* **STATED EXERCISE A**: In the game review, replace "static" with "noise" and write out the passage between "If you prefer" and "static between frames.", inclusive.

The game leans hard into raw, 1990s camcorder and bodycam aesthetics. There is no heads up display. No overlays. Just grain, flicker, the sound of breath, and the mechanical whirr of old camera tech. That stripped presentation pushes you into a claustrophobic space where small details become vital.

Gameplay blends environmental investigation with narrative tension. Search the platforms and service rooms for notes and recordings. Listen for audio cues. Manage the interplay between what Alex sees and what you can activate from afar. The result is a slow-burn investigative rhythm that occasionally detonates into full panic when something unseen begins to hunt.

There is also a ticking sense to proceedings. The game teases time pressure and the feeling that procrastination or the wrong action could lock the case - and Alex - into a worse fate.

 

Expect Unease, Not Cheap Jumps

Investigation: The Carter Tapes promises a psychological approach to horror. It is less about constant shock and more about the stomach-tightening dread of a case that mirrors personal ruin. The bodycam view keeps you intimate with Alex's breathing and his faltering resolve. The station keeps secrets in its dark corners and in the scraps of evidence left behind.

If you prefer your scares wrapped in story and mood, and if you like the idea of playing both the field agent and the remote operator, this one is worth watching. Pay attention to the tapes. The truth sits in the static between frames.

* **INPUT FOR THIS TASK**:
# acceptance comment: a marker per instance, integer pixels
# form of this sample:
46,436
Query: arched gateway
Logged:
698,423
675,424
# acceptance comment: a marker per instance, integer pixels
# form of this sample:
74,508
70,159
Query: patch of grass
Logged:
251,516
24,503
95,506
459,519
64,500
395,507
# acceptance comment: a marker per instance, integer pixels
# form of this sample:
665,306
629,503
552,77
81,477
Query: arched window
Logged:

* **STATED EXERCISE B**: Please set down all of the rows above again, unchanged and in the same order.

* **FULL ANSWER A**:
If you prefer your scares wrapped in story and mood, and if you like the idea of playing both the field agent and the remote operator, this one is worth watching. Pay attention to the tapes. The truth sits in the noise between frames.

* **FULL ANSWER B**:
# acceptance comment: a marker per instance, integer pixels
# form of this sample:
46,436
Query: arched gateway
Logged:
698,423
675,424
# acceptance comment: a marker per instance, integer pixels
# form of this sample:
74,508
70,159
Query: patch of grass
Logged:
251,516
24,503
95,506
459,519
64,500
395,507
# acceptance comment: a marker per instance, integer pixels
# form of this sample:
665,306
629,503
552,77
81,477
Query: arched window
Logged:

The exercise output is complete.